■ Task statement ■
From start to end, write out the following data exactly, apart from its images.

[Region pointing data]

====

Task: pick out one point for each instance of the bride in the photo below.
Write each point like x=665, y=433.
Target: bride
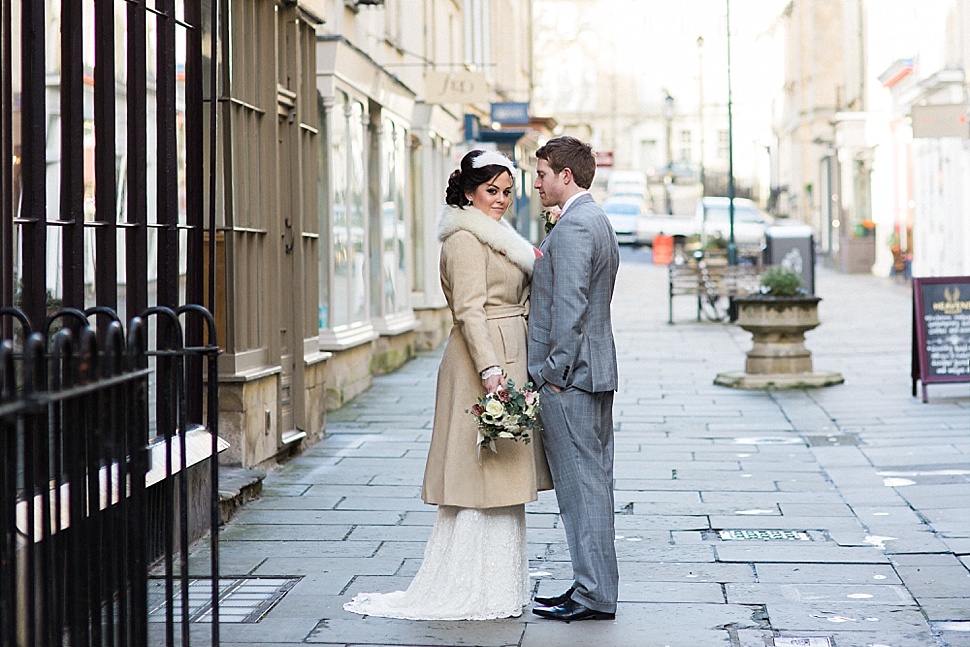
x=475, y=564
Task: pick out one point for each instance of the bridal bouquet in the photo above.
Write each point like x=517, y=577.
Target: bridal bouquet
x=510, y=413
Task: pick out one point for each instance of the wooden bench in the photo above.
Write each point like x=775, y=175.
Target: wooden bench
x=710, y=284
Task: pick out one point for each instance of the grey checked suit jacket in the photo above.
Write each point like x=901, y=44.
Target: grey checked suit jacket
x=570, y=328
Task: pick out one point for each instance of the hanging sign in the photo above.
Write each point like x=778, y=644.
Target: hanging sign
x=459, y=86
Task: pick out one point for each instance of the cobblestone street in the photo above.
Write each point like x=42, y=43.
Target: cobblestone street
x=837, y=516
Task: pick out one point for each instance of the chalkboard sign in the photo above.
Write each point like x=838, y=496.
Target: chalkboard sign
x=941, y=330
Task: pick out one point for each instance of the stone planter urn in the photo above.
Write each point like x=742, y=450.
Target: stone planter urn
x=778, y=359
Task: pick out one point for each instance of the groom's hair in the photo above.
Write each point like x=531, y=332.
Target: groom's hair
x=569, y=152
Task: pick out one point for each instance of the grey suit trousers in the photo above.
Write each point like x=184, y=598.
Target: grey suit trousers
x=577, y=435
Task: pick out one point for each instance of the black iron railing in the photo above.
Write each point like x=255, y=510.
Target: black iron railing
x=79, y=473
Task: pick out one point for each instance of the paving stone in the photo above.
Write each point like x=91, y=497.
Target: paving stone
x=844, y=616
x=763, y=593
x=943, y=609
x=843, y=574
x=347, y=628
x=809, y=552
x=785, y=521
x=907, y=638
x=637, y=625
x=281, y=532
x=935, y=581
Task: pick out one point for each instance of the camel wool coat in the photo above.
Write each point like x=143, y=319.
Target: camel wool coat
x=485, y=271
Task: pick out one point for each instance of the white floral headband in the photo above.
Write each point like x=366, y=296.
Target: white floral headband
x=493, y=158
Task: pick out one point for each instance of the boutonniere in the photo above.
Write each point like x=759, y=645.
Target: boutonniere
x=551, y=217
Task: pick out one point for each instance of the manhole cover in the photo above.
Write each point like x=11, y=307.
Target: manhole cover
x=241, y=600
x=763, y=535
x=802, y=641
x=832, y=441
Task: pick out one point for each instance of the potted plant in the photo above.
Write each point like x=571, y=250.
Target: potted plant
x=778, y=315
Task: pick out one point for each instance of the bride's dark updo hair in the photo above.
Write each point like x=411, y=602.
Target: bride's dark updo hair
x=467, y=178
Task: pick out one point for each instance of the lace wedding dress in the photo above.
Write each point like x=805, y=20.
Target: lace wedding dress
x=475, y=568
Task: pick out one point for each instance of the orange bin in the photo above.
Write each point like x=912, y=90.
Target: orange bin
x=663, y=249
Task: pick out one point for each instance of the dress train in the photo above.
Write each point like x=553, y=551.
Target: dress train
x=475, y=568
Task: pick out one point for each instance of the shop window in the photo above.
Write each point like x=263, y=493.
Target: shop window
x=343, y=298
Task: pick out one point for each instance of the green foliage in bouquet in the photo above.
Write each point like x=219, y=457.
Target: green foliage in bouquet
x=510, y=413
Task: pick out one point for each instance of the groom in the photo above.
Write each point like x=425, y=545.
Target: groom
x=572, y=359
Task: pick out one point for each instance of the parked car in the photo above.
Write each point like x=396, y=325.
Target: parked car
x=625, y=213
x=711, y=217
x=669, y=225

====

■ Written solution ■
Task: pick out one point for each instance of the bride in the photo below.
Write each point like x=665, y=433.
Target: bride
x=475, y=564
Task: pick out one point for each instance of the bridal bouquet in the photo above.
Write each point like x=517, y=577.
Target: bridal bouquet
x=510, y=413
Task: pick out one point for each instance of the wooden bench in the photo above.
Write each point like x=775, y=175.
Target: wooden bench
x=710, y=284
Task: pick out one point for each instance of the grey checked suit jacket in the photo above.
Write each point like x=901, y=44.
Target: grey checked suit jacket
x=570, y=328
Task: pick out one point for each instance of the hanging sign in the photo above.
Write each point like x=778, y=644.
Target: hanging sign
x=459, y=86
Task: pick out one point for each instance of the cobblestone street in the photo above.
Write each point like x=42, y=43.
Target: cobblestone street
x=837, y=516
Task: pick out one point for each instance of the chalkboard sign in the photo above.
Write each point like x=838, y=496.
Target: chalkboard sign
x=941, y=330
Task: pick out one point for each instance of the stone planter urn in the photo above.
Write each point like x=742, y=450.
Target: stone planter urn
x=778, y=359
Task: pick out one point for each instance of the groom's hair in the photo above.
Write each point like x=531, y=332.
Target: groom's hair
x=569, y=152
Task: pick out one point for each instance of the grey suit trousers in the photo above.
Write each point like x=184, y=598.
Target: grey suit trousers
x=577, y=435
Task: pick out one point for each instance of the black iron railing in the photo above.
Write each point like x=255, y=510.
Target: black iron railing
x=79, y=473
Task: pick out one point for each instance of the paving stone in the photo above.
Write each point like x=91, y=497.
Target: paving stone
x=844, y=616
x=763, y=593
x=943, y=609
x=843, y=574
x=347, y=628
x=809, y=552
x=785, y=521
x=907, y=638
x=637, y=625
x=281, y=532
x=935, y=581
Task: pick out one point for each instance of the camel wool coat in the photo above.
Write each point like x=143, y=319.
Target: camel wool coat
x=485, y=271
Task: pick out one point for each instance of the white floral headband in the photo above.
Write each point like x=366, y=296.
Target: white floral headband
x=493, y=158
Task: pick out one point for each instance of the boutonniere in the photo above.
Write each point like x=759, y=645.
Target: boutonniere
x=551, y=217
Task: pick out one point for each instance of the manhole cover in the photo above.
Write each point like x=11, y=307.
Target: manhole cover
x=241, y=600
x=763, y=535
x=802, y=641
x=832, y=441
Task: pick out one point for each instance of the potted plant in the photo above.
Write each point like x=571, y=250.
Target: potted plant
x=778, y=315
Task: pick out one point for each instance of the bride's dark updo hair in the photo above.
Write each point like x=411, y=602.
Target: bride's dark updo hair
x=467, y=178
Task: pick out one point for each instance of the lace wedding dress in the photo above.
Write each point like x=805, y=20.
Target: lace wedding dress
x=475, y=568
Task: pick out one point for each instance of the orange bin in the photo above.
Write each point like x=912, y=90.
Target: orange bin
x=663, y=249
Task: pick out one point for each instance of the dress train in the photo above.
Write each point like x=553, y=551.
Target: dress train
x=475, y=568
Task: pick out one point for each instance of the shop window in the photo above.
Write each point like x=263, y=493.
Target: shop window
x=343, y=298
Task: pick out one point for each instance of the green foliage in bouquet in the photo above.
Write each point like x=219, y=457.
Target: green foliage in bouquet
x=510, y=413
Task: pick out one point for each instance of the groom in the photo above.
Write each point like x=425, y=545.
Target: groom
x=572, y=359
Task: pick out one point for each instance of the parked car in the photo above.
Write each point like x=396, y=325.
Target: parked car
x=625, y=213
x=711, y=217
x=669, y=225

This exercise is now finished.